| Texte de la page |
=======

Il le raconte ici : pendant le confinement, le compositeur David Chaillou observait depuis son bureau un platane tout en noircissant une partition. La composition qui en est née, Vita Nova, va bien au-delà de l’arbre voisin : l’auditeur a la sensation de se trouver au cœur d’une forêt de feuillus grouillante de vie. Magie de la musique, qui se reproduit tout au long de Natures, le deuxième recueil d’œuvres du compositeur quinquagénaire ! Il le présente…
Pourquoi avoir choisi d’intituler cet album Natures ?
David Chaillou : « Parce que c’est une série de 10 paysages imaginaires. Tout tient au pluriel de Natures. Il ne s’agit pas d’une vision naturaliste d’espaces mais bien d’une perception d’un espace, une perception subjective : un espace extérieur rentre en rapport avec l’espace intérieur d’un musicien. »
Dans le livret, les auteurs (Frédéric Sounac et Bénédicte Gorrillot) reviennent à l’étymologie du mot « nature » : « ce qui donne la naissance ». Quelle est votre définition du mot « nature », en ces temps où il fait l’objet de grands débats ?

=======

(Entrées d'annotation de contours)
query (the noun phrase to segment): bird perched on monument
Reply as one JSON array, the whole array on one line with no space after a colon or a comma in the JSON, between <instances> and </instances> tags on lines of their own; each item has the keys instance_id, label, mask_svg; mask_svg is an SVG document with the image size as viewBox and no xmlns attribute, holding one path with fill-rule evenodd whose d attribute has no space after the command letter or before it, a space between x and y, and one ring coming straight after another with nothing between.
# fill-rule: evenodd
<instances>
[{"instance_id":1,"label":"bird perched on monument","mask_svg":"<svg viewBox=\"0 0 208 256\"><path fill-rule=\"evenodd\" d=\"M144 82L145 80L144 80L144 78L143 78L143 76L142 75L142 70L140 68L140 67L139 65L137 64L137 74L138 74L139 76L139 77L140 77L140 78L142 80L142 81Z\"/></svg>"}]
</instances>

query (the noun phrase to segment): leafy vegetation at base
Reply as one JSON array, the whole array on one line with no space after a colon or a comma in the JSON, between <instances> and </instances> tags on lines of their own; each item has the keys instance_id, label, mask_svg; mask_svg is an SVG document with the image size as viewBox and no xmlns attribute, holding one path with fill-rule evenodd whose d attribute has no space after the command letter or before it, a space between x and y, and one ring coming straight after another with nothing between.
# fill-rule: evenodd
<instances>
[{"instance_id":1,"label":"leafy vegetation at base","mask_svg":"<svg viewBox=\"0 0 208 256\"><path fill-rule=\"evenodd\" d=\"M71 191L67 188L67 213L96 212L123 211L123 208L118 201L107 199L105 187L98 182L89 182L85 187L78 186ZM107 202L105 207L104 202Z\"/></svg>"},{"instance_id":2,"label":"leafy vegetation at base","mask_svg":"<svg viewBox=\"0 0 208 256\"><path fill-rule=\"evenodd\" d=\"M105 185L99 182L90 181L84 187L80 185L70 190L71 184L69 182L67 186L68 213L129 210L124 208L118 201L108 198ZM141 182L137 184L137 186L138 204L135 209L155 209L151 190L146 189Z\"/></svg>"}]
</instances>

=======

| Consigne écrite 1 |
Indiquez, s'il vous plaît, si les affirmations suivantes concordent avec le texte sur l'album Natures ; répondez à chacune par oui ou non en citant mot pour mot les termes du texte qui tranchent. (a) Vita Nova a été composée pendant le confinement. (b) Natures est le premier recueil d'œuvres du compositeur. (c) L'album réunit douze paysages imaginaires.
| Consigne écrite 2 |
Recopiez fidèlement le passage du texte sur l'album Natures qui va de « Il le raconte » à « album Natures ? ».
La liste n'intervient en rien ici.

| Réponse complète 1 |
(a) Oui : « pendant le confinement, le compositeur David Chaillou observait depuis son bureau un platane tout en noircissant une partition. La composition qui en est née, Vita Nova »
(b) Non : « le deuxième recueil d’œuvres du compositeur quinquagénaire »
(c) Non : « une série de 10 paysages imaginaires »

| Réponse complète 2 |
Il le raconte ici : pendant le confinement, le compositeur David Chaillou observait depuis son bureau un platane tout en noircissant une partition. La composition qui en est née, Vita Nova, va bien au-delà de l’arbre voisin : l’auditeur a la sensation de se trouver au cœur d’une forêt de feuillus grouillante de vie. Magie de la musique, qui se reproduit tout au long de Natures, le deuxième recueil d’œuvres du compositeur quinquagénaire ! Il le présente…
Pourquoi avoir choisi d’intituler cet album Natures ?